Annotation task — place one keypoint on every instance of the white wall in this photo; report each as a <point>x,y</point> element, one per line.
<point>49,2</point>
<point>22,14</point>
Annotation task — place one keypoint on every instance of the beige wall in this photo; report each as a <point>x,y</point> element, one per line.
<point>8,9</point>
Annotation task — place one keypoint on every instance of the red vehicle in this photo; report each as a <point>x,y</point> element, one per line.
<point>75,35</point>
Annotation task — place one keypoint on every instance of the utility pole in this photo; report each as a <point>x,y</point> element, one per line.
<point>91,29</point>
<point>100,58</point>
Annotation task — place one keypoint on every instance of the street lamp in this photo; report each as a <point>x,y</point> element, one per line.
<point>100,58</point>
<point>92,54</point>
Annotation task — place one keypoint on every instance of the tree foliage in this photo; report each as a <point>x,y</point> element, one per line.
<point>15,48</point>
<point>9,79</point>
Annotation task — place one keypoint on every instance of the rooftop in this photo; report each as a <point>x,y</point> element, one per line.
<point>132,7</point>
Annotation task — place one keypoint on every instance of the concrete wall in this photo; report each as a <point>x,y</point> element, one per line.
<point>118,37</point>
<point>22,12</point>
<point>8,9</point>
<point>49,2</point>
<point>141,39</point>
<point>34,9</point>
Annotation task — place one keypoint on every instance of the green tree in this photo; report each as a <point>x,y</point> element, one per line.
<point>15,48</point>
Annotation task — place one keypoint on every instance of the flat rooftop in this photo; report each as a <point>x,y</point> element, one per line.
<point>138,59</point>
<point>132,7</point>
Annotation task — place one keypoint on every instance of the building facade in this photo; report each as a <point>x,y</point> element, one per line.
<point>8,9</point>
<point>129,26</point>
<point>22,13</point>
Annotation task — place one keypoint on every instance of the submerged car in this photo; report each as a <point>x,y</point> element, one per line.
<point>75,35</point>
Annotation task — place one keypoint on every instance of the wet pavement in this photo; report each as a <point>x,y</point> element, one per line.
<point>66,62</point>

- What to do: Reproduce exactly, with nothing added, the lines from the one that contains "of the concrete" to the end of the data.

- Completed exercise:
Annotation task — place one keypoint on every instance of the concrete wall in this photo; report each as a <point>x,y</point> element, one per line.
<point>118,37</point>
<point>22,12</point>
<point>8,9</point>
<point>49,2</point>
<point>141,39</point>
<point>34,9</point>
Annotation task — place one keypoint on every instance of the green tree in this photo; report each as a <point>x,y</point> element, one per line.
<point>15,48</point>
Annotation task — place one keypoint on every instance of the flat rooftop in this photo; report each as a <point>x,y</point> element, one per line.
<point>138,59</point>
<point>132,7</point>
Annotation task — place one keypoint on every instance of the building facade in this photo; report each as a <point>x,y</point> element, one per line.
<point>8,9</point>
<point>129,26</point>
<point>22,13</point>
Annotation task — place one keypoint on every instance of the submerged car in this photo; report each as a <point>x,y</point> element, one per line.
<point>75,35</point>
Annotation task — place one keypoint on every instance of the wet pavement in this photo; report each as a <point>x,y</point> element, one per line.
<point>66,62</point>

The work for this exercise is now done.